## Challenge
Print the rows below word for word, starting with their first line and going on through the line that contains "column 423, row 126", and print nothing past that line.

## Data for this task

>> BEGIN

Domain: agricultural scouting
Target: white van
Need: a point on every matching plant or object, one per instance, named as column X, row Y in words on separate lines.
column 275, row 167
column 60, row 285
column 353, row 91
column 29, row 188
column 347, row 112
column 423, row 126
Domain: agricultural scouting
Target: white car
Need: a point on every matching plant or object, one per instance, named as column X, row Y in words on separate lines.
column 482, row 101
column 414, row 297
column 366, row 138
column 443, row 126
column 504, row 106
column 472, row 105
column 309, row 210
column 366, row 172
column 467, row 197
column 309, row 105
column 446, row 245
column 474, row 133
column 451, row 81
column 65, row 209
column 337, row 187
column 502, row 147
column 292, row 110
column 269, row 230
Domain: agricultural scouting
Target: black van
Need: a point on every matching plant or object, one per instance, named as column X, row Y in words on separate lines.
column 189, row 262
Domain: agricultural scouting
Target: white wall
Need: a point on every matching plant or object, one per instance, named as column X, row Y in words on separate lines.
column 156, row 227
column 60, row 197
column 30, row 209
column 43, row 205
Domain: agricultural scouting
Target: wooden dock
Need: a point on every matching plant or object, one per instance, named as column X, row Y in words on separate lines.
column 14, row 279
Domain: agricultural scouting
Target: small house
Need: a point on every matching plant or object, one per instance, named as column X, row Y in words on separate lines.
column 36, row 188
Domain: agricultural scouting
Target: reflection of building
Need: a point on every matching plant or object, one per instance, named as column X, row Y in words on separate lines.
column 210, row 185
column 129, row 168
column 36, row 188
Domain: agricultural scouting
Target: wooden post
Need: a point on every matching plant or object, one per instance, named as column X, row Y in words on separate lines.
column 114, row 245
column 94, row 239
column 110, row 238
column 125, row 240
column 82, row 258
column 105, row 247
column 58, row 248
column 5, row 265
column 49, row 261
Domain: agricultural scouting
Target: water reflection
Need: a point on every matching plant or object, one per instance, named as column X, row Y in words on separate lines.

>> END

## The solution
Domain: agricultural scouting
Target: white van
Need: a point on every matching plant or object, one per instance, named as column X, row Y in words on separate lines.
column 275, row 167
column 60, row 285
column 353, row 91
column 29, row 188
column 347, row 112
column 423, row 126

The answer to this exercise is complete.